Goal of the exercise: Copy everything from the line containing "Target: <item>black belt</item>" down to the end of the data, swapping "segmentation" for "mask" and leaving the rest untouched.

### Supplied material

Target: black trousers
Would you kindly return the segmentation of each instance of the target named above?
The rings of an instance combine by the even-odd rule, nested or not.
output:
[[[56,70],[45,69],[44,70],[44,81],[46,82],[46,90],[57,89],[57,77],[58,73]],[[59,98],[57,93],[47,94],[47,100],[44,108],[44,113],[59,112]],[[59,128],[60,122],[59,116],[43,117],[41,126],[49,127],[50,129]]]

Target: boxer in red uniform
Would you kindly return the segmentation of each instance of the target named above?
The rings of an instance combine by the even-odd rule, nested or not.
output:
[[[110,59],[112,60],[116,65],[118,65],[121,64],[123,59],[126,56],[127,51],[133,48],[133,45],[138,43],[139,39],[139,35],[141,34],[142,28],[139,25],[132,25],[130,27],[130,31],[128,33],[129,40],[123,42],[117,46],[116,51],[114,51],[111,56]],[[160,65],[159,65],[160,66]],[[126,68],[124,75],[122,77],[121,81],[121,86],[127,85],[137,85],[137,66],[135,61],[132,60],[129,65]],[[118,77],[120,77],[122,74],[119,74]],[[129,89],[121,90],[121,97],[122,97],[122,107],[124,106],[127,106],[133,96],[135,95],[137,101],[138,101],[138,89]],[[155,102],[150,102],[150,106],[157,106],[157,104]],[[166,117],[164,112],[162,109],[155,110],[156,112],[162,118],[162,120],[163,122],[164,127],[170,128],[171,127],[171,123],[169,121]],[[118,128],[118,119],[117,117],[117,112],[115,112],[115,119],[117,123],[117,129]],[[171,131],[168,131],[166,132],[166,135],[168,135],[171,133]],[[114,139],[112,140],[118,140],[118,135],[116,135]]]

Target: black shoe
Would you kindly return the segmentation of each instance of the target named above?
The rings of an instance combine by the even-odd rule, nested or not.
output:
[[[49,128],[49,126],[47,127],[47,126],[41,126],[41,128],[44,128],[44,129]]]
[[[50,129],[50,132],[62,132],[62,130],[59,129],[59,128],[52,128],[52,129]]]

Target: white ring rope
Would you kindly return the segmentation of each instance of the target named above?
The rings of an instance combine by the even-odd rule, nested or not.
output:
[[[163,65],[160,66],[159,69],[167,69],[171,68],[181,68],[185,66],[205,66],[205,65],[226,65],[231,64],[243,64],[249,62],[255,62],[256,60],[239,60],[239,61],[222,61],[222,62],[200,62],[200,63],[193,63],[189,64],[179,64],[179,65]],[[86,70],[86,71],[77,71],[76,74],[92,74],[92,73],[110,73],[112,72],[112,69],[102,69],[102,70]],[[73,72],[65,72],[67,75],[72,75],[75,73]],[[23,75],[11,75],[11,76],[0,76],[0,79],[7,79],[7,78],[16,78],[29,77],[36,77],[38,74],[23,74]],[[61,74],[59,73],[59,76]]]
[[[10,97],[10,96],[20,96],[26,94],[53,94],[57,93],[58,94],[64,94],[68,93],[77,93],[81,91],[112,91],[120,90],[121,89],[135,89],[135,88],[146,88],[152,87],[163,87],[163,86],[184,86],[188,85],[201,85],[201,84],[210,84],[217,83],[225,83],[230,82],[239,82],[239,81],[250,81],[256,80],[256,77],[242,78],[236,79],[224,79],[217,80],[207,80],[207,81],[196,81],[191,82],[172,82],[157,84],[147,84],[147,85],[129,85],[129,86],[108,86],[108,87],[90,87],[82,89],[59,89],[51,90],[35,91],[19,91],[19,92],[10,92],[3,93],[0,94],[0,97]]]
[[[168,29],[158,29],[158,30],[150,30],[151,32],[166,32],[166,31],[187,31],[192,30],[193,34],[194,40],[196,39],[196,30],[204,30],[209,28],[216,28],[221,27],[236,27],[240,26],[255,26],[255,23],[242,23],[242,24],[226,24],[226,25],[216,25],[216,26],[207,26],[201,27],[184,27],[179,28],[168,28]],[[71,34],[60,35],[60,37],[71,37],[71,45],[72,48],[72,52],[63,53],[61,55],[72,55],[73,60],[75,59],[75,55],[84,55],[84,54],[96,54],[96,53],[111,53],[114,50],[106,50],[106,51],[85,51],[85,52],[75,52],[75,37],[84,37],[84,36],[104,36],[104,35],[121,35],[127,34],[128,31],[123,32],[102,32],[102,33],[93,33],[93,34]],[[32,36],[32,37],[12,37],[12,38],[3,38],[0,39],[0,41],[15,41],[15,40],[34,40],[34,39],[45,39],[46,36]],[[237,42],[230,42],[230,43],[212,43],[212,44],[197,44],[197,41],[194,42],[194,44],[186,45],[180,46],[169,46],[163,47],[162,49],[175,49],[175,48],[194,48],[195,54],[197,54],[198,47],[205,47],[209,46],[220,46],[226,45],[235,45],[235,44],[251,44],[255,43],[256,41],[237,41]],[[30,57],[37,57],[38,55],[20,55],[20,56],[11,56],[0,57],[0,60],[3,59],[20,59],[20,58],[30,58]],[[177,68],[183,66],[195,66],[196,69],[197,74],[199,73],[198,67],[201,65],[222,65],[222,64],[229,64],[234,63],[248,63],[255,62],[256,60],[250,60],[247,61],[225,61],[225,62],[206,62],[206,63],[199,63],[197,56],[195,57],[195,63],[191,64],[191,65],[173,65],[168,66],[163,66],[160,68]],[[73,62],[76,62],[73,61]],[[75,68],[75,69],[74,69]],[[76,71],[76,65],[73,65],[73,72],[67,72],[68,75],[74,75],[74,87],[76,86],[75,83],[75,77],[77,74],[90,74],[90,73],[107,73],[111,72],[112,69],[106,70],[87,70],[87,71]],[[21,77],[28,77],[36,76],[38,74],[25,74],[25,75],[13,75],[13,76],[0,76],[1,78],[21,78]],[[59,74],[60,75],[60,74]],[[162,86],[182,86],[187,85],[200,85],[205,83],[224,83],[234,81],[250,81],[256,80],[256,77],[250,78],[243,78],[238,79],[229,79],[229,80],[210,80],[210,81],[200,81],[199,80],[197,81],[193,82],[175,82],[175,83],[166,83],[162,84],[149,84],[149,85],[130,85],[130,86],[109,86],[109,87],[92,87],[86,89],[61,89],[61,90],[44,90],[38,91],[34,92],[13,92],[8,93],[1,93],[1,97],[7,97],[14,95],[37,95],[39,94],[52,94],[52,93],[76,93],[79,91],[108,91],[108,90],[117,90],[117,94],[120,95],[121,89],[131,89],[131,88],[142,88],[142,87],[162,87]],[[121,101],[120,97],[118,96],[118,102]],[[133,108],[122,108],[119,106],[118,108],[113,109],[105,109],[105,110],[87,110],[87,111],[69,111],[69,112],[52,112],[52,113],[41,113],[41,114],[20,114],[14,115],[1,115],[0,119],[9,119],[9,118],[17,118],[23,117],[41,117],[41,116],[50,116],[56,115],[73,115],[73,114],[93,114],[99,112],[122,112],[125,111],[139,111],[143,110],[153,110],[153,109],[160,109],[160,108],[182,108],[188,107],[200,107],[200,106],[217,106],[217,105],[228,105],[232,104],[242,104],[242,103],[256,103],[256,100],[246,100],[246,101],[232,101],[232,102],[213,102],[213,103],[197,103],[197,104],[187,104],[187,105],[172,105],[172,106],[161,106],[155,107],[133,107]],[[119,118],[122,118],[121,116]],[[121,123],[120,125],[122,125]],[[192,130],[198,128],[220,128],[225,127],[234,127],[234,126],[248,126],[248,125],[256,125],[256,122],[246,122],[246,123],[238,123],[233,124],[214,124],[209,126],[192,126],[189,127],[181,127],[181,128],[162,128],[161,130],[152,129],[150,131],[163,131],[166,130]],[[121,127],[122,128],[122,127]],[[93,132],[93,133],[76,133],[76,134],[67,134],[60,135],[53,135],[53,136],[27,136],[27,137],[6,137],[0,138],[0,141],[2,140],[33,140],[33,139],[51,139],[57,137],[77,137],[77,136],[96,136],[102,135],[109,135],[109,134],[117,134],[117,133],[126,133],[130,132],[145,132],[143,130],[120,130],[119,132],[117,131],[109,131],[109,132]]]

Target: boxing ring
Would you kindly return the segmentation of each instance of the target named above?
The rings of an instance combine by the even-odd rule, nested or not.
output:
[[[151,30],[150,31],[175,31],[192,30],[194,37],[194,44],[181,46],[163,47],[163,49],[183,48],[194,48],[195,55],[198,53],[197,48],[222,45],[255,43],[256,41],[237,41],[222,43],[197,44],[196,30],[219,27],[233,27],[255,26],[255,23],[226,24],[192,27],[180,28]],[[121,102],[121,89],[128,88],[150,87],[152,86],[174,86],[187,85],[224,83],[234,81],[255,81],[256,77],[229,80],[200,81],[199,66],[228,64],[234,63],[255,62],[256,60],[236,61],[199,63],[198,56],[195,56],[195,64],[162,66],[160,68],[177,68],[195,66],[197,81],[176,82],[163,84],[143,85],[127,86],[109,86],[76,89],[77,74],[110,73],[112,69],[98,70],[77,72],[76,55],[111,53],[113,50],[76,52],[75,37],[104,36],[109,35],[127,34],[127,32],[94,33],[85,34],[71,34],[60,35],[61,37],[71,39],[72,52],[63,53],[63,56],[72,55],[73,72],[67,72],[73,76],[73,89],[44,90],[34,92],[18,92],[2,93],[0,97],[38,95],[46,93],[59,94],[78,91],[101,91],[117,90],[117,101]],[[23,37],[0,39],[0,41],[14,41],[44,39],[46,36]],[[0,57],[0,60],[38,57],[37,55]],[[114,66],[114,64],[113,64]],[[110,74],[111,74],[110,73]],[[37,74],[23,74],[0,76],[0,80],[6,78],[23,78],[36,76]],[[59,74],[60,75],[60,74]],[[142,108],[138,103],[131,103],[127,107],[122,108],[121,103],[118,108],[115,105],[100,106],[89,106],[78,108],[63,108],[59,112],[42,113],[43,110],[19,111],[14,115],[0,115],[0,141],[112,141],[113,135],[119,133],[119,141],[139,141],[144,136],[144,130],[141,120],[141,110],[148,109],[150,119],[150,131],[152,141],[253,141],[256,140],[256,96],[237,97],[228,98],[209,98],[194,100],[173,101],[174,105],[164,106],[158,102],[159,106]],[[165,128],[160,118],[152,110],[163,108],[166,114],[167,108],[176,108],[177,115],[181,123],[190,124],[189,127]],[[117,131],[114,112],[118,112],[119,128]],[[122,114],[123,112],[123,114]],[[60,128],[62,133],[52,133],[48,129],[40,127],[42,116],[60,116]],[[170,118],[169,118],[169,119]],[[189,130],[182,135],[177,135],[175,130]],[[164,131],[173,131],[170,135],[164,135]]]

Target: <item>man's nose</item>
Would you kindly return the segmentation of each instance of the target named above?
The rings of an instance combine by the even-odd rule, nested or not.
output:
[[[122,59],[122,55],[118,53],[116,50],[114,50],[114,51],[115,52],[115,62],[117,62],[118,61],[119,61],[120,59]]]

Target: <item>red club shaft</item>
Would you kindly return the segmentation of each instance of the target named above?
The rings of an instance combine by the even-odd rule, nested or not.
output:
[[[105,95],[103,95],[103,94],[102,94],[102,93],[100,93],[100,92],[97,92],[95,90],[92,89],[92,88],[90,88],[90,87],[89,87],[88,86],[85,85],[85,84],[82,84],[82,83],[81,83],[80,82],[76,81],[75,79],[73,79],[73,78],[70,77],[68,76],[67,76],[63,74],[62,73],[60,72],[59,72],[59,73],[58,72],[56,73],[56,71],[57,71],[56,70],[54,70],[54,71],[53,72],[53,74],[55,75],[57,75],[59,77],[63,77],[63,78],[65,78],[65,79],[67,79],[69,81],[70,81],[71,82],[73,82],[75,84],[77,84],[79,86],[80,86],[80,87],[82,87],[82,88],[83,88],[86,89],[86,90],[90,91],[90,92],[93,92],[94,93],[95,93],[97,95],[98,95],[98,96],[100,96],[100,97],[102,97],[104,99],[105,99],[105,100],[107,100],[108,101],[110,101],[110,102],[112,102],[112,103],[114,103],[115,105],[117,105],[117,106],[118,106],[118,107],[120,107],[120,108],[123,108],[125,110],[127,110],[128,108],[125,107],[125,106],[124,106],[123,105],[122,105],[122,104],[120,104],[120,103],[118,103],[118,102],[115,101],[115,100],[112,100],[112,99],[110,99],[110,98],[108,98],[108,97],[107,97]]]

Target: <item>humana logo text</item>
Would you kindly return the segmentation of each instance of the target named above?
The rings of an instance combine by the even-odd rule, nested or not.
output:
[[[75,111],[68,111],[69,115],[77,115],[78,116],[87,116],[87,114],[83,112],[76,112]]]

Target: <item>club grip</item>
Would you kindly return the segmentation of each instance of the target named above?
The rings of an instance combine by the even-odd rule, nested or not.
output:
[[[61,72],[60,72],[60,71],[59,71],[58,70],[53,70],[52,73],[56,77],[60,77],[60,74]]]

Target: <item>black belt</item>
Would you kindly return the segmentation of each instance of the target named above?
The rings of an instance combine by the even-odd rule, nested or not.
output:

######

Finished task:
Target: <item>black belt</item>
Would you kindly return the mask of each instance of the target named above?
The rings of an instance combine by the even-odd rule, nested or not.
output:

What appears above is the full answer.